What needs to be done:
Repeat every line of the data exactly; the pictures stay out.

[Information shown Boundary: Start]

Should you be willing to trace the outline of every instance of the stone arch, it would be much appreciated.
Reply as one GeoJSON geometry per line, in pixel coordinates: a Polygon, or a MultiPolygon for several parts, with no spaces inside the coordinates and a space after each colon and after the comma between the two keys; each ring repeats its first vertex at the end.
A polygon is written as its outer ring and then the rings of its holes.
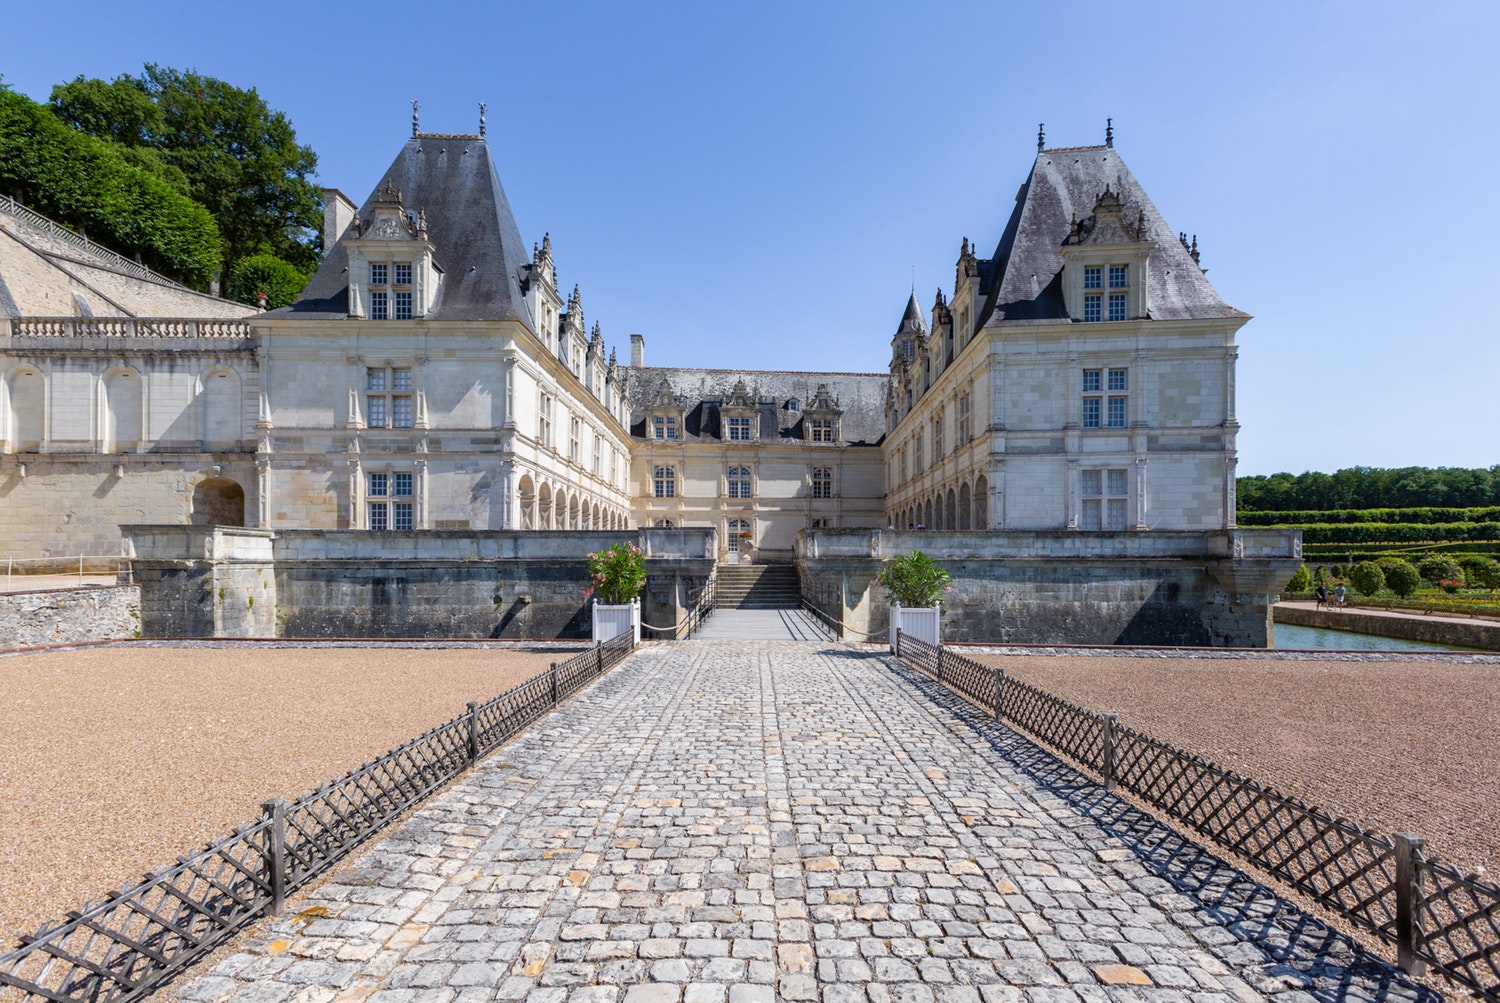
{"type": "Polygon", "coordinates": [[[990,528],[990,482],[983,474],[974,481],[974,528],[990,528]]]}
{"type": "Polygon", "coordinates": [[[17,369],[5,381],[6,440],[13,453],[35,453],[42,448],[43,416],[46,414],[47,381],[32,368],[17,369]]]}
{"type": "Polygon", "coordinates": [[[536,489],[536,528],[552,528],[552,486],[545,482],[536,489]]]}
{"type": "Polygon", "coordinates": [[[974,525],[974,496],[969,493],[965,481],[958,488],[958,528],[969,529],[974,525]]]}
{"type": "Polygon", "coordinates": [[[240,377],[226,366],[211,369],[200,381],[205,449],[232,449],[243,437],[240,377]]]}
{"type": "Polygon", "coordinates": [[[558,488],[552,499],[552,528],[568,528],[568,491],[558,488]]]}
{"type": "Polygon", "coordinates": [[[522,474],[516,482],[516,498],[521,510],[516,524],[522,529],[536,529],[536,483],[530,474],[522,474]]]}
{"type": "Polygon", "coordinates": [[[575,494],[568,499],[568,528],[581,529],[582,522],[582,510],[578,502],[578,496],[575,494]]]}
{"type": "Polygon", "coordinates": [[[948,510],[943,513],[943,528],[947,530],[958,528],[958,492],[952,488],[948,489],[948,510]]]}
{"type": "Polygon", "coordinates": [[[140,443],[144,382],[130,366],[104,374],[104,452],[128,453],[140,443]]]}
{"type": "Polygon", "coordinates": [[[922,506],[922,518],[920,518],[920,519],[917,520],[917,525],[919,525],[919,526],[928,526],[928,527],[932,526],[932,499],[931,498],[927,499],[926,504],[924,504],[922,506]]]}
{"type": "Polygon", "coordinates": [[[245,489],[228,477],[209,477],[193,488],[194,526],[243,526],[245,489]]]}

[Information shown Boundary: End]

Finished task:
Should you be willing to trace the outline of every instance of the stone arch, it would be much appreciated.
Reply as one GeoJSON geometry per line, in pixel coordinates: a Polygon, or a MultiPolygon for several parts, with no spaces inside the coordinates and a space after each colon and after the comma between the two keys; each ring repeats its first vertex at the end.
A polygon is written as its outer ring and then the rings of its holes.
{"type": "Polygon", "coordinates": [[[990,528],[990,482],[983,474],[974,481],[974,528],[990,528]]]}
{"type": "Polygon", "coordinates": [[[17,369],[5,381],[6,440],[13,453],[35,453],[42,448],[43,416],[46,414],[47,381],[32,368],[17,369]]]}
{"type": "Polygon", "coordinates": [[[536,489],[536,528],[552,528],[552,486],[545,482],[536,489]]]}
{"type": "Polygon", "coordinates": [[[974,525],[974,496],[969,493],[965,481],[958,488],[958,528],[969,529],[974,525]]]}
{"type": "Polygon", "coordinates": [[[240,377],[226,366],[211,369],[200,381],[205,449],[232,449],[243,437],[240,377]]]}
{"type": "Polygon", "coordinates": [[[558,488],[552,499],[552,528],[568,528],[568,491],[558,488]]]}
{"type": "Polygon", "coordinates": [[[522,474],[516,482],[516,498],[521,510],[516,524],[522,529],[536,529],[536,483],[530,474],[522,474]]]}
{"type": "Polygon", "coordinates": [[[575,494],[568,499],[568,528],[581,529],[582,522],[582,510],[578,502],[578,496],[575,494]]]}
{"type": "Polygon", "coordinates": [[[948,510],[943,513],[943,528],[947,530],[958,528],[958,492],[952,488],[948,489],[948,510]]]}
{"type": "Polygon", "coordinates": [[[140,443],[144,382],[130,366],[104,374],[104,452],[128,453],[140,443]]]}
{"type": "Polygon", "coordinates": [[[922,506],[922,518],[920,518],[920,519],[917,520],[917,525],[919,525],[919,526],[928,526],[928,527],[932,526],[932,499],[931,498],[927,499],[926,504],[924,504],[922,506]]]}
{"type": "Polygon", "coordinates": [[[245,489],[228,477],[209,477],[193,488],[194,526],[243,526],[245,489]]]}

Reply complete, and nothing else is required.